WHAT THE TASK REQUIRES:
Starting at the line below holding "negative clicks: (102, 155)" and stopping at the line holding "box: [178, 38, 217, 66]", print every line exactly, both ends included, and leave the rest out.

-- EXTRACTED ENTRIES follows --

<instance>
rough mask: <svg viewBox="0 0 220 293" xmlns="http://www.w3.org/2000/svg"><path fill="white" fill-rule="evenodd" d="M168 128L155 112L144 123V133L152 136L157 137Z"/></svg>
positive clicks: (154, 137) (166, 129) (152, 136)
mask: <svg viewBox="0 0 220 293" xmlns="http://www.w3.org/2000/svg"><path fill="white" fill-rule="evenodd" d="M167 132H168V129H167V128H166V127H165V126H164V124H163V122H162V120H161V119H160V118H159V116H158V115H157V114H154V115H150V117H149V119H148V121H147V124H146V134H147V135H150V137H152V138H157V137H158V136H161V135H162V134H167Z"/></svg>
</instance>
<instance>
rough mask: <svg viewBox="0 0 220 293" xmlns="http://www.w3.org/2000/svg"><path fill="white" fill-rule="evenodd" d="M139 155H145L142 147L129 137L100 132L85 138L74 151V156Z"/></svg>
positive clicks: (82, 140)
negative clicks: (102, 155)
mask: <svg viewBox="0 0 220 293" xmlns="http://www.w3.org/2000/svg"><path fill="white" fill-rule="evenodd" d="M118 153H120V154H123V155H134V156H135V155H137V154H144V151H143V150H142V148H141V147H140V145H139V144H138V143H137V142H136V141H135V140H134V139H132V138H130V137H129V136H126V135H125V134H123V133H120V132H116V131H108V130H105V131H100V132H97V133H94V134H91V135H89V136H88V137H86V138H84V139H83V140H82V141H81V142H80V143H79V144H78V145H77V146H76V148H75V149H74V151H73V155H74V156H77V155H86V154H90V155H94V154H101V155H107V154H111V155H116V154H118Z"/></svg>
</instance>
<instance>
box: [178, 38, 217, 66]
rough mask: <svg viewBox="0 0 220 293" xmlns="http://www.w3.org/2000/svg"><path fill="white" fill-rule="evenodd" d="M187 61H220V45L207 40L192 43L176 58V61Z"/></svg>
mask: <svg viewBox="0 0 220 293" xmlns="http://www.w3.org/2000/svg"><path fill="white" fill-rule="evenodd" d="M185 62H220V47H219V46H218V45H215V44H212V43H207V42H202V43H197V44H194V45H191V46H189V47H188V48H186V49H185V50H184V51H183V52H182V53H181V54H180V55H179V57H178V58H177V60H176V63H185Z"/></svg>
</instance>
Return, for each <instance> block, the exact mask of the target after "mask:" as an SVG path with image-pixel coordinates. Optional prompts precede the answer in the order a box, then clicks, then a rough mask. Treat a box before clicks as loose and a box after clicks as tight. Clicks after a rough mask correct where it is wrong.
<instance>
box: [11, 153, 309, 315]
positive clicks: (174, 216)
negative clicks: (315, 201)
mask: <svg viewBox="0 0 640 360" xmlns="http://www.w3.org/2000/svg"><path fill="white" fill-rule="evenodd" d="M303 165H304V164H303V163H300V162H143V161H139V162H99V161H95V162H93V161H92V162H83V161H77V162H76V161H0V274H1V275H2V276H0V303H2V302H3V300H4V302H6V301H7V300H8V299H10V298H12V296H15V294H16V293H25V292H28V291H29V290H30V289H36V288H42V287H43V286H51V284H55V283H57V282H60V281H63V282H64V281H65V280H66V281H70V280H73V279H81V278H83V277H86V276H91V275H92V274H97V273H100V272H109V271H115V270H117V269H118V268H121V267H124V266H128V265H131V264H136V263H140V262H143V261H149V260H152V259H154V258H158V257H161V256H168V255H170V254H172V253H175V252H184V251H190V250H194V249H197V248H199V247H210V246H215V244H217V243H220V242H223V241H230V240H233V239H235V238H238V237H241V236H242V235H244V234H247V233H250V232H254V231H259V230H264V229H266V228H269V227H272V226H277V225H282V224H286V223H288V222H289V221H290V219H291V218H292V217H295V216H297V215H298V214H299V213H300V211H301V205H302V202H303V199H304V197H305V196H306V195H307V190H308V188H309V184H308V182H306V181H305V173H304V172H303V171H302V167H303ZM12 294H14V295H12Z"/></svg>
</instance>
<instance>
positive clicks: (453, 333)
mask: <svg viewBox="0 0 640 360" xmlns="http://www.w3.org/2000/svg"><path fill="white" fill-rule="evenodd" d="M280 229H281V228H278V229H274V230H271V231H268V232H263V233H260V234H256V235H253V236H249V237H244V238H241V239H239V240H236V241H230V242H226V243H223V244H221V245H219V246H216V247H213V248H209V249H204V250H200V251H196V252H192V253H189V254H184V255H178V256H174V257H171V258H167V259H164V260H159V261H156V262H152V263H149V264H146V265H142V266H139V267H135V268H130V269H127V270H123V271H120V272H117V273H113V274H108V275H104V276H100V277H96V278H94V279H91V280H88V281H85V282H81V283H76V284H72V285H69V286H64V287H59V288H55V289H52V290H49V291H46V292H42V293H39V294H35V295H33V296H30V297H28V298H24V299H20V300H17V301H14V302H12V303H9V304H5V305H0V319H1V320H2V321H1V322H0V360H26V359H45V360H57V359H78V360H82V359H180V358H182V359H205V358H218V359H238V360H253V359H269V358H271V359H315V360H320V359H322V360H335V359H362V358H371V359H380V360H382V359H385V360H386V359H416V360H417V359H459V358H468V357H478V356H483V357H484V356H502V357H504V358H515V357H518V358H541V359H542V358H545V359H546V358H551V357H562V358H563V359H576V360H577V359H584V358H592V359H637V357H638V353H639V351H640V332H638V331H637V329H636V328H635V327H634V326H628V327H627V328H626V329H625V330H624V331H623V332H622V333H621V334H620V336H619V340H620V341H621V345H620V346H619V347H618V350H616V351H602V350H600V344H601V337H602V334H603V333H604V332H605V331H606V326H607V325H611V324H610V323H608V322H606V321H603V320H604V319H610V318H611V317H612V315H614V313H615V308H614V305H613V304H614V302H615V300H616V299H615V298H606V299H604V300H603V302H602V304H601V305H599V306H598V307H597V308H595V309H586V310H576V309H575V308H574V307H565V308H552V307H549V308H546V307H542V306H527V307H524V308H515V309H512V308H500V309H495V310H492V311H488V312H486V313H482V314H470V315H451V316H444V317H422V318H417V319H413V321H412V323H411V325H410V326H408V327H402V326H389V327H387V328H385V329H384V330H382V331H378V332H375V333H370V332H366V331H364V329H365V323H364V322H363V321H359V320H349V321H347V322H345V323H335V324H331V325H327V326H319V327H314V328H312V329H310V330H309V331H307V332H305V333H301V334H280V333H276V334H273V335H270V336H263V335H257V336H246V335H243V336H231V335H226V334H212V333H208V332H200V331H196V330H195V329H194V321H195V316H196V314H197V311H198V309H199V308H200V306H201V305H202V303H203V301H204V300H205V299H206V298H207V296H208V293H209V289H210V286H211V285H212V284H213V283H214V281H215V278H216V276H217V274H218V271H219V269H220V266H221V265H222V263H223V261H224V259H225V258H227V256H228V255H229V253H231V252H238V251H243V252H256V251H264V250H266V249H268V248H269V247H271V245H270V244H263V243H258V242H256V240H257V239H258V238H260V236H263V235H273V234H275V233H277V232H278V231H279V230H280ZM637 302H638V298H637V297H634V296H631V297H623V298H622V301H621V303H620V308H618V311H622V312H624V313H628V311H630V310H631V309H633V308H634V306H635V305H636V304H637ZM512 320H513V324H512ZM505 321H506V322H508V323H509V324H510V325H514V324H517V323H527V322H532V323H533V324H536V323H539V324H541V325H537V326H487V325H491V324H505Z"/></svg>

-- EXTRACTED ENTRIES concluded --

OUTPUT:
negative clicks: (102, 155)
mask: <svg viewBox="0 0 220 293" xmlns="http://www.w3.org/2000/svg"><path fill="white" fill-rule="evenodd" d="M118 153H120V154H123V155H134V156H135V155H137V154H144V151H143V150H142V148H141V147H140V145H139V144H138V143H137V142H136V141H135V140H134V139H132V138H130V137H129V136H126V135H125V134H123V133H120V132H116V131H108V130H105V131H100V132H97V133H94V134H91V135H89V136H88V137H86V138H84V139H83V140H82V141H81V142H80V143H79V144H78V145H77V146H76V148H75V149H74V151H73V155H74V156H77V155H86V154H90V155H94V154H101V155H107V154H111V155H116V154H118Z"/></svg>
</instance>
<instance>
box: [178, 38, 217, 66]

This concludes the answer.